[begin Data listing]

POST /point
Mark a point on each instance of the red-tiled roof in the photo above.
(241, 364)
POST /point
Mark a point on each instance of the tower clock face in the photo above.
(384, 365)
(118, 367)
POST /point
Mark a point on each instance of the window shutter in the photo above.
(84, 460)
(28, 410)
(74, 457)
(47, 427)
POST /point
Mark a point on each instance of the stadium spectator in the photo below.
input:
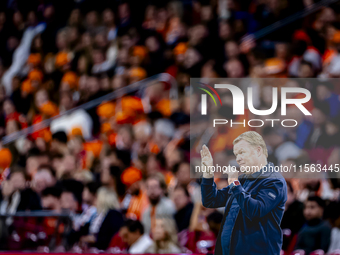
(184, 207)
(107, 221)
(164, 237)
(132, 233)
(315, 234)
(160, 205)
(56, 56)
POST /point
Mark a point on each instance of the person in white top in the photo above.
(132, 233)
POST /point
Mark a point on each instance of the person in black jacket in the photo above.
(15, 196)
(107, 222)
(184, 207)
(316, 233)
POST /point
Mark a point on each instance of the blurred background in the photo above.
(95, 119)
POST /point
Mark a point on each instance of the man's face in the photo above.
(42, 180)
(312, 210)
(154, 190)
(68, 202)
(129, 237)
(50, 203)
(18, 181)
(245, 154)
(88, 197)
(180, 199)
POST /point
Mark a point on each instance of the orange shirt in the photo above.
(137, 206)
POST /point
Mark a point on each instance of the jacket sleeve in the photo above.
(270, 195)
(211, 197)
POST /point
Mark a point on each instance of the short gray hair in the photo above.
(254, 139)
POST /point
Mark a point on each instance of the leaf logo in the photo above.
(204, 97)
(209, 93)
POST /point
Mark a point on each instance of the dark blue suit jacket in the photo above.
(257, 226)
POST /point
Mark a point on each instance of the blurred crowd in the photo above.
(121, 170)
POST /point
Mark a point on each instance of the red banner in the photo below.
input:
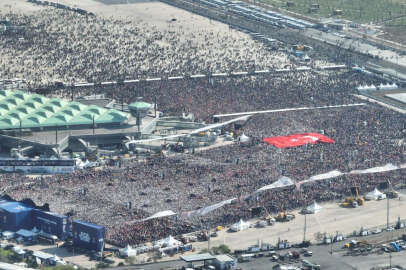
(297, 140)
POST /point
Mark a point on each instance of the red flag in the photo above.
(297, 140)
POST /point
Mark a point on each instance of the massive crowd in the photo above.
(60, 45)
(101, 49)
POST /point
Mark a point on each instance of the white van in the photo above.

[end Data listing]

Print every item above line for line, without the pictures.

POST /point
Mark a point on each instance of the red-tiled roof in the photo above.
(241, 364)
POST /point
Mark a point on each instance of the tower clock face in the photo above.
(384, 365)
(118, 367)
POST /point
Mark a point on each instance of the window shutter in the photo above.
(84, 460)
(28, 410)
(74, 457)
(47, 427)
POST /point
Mark a point on each instance of the stadium spectator in the photo below.
input:
(184, 207)
(107, 221)
(164, 237)
(132, 233)
(315, 234)
(160, 205)
(56, 56)
POST /point
Mark a point on each instance of the person in white top in the photo above.
(132, 233)
POST /point
Mark a point on each instance of the person in black jacket in the photo above.
(15, 196)
(107, 222)
(184, 207)
(316, 233)
POST /point
Mark a point on each instance of the blurred background in the photo above.
(95, 119)
POST /point
Mark a point on each instance of the man's face in the photo above.
(42, 180)
(312, 210)
(154, 190)
(68, 202)
(129, 237)
(50, 203)
(18, 181)
(245, 154)
(88, 197)
(180, 199)
POST /point
Mark a point on each instance of the orange shirt in the photo above.
(137, 206)
POST /point
Mark a point on each instance of the jacket sleeve in the photo above.
(270, 195)
(211, 197)
POST /point
Mark a point on each instance of the short gray hair in the photo above.
(254, 139)
POST /point
Mark a point on each instance of the leaf logo in the photo above.
(204, 97)
(209, 93)
POST /point
Mark a point on each instance of the dark blue suit jacket in the photo above.
(257, 226)
POST /point
Mark a point on each instance of the blurred crowd in the photo above.
(121, 170)
POST /point
Mark a point on each instance of the red banner in the photo below.
input:
(297, 140)
POST /point
Mark a point on each instance of the red flag in the photo above.
(297, 140)
POST /point
Mark a point on each instance of the massive crowd in the photo above.
(60, 45)
(101, 49)
POST /point
Mark a point on each instance of the white van in the photo above.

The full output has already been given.